Locate each line in the records below that contains the string "woman", and copy those lines. Case counts.

**** Records shown

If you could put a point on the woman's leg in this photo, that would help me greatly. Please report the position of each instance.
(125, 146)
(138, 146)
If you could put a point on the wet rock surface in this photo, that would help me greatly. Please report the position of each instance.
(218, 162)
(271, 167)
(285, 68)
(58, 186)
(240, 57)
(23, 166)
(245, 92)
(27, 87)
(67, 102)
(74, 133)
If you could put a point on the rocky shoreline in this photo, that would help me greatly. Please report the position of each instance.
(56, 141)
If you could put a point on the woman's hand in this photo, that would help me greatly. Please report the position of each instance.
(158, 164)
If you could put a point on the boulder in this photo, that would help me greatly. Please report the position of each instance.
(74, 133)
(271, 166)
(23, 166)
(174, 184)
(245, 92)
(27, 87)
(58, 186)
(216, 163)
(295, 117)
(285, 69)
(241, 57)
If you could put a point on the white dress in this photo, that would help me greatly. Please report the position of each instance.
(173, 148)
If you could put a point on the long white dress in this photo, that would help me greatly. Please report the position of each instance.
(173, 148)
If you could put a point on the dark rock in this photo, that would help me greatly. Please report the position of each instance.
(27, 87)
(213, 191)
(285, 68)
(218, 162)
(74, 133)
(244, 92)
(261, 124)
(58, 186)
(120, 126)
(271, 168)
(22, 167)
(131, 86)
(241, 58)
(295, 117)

********
**** Records shown

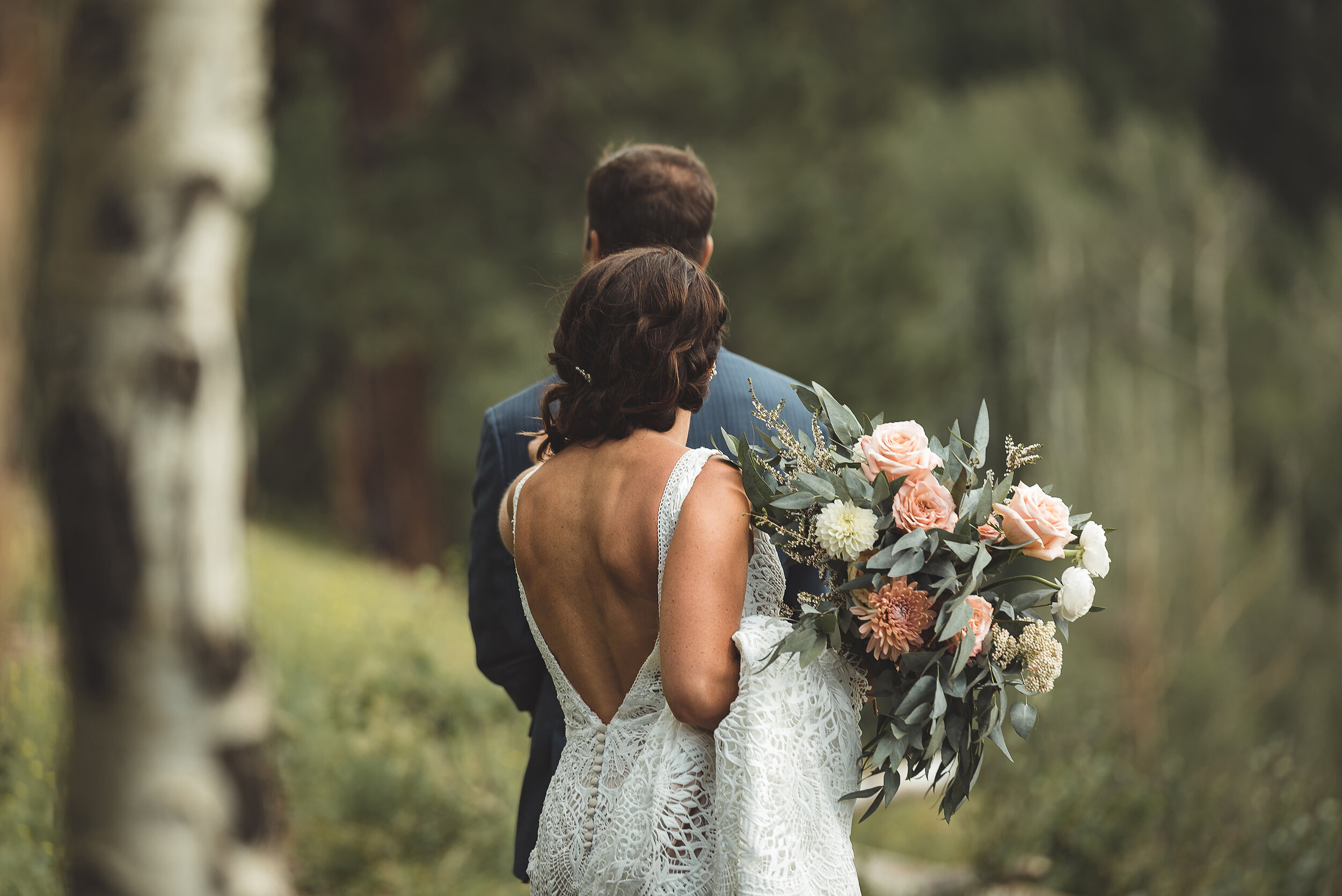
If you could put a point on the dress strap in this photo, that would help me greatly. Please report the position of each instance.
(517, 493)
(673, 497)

********

# [Finished answer]
If you could put a point on the woman's leg in this photo, that would help me greatly. Please report the position of each instance.
If you could put a point on the woman's hand in this photo, that would help me greatly. Please report the position of each instance.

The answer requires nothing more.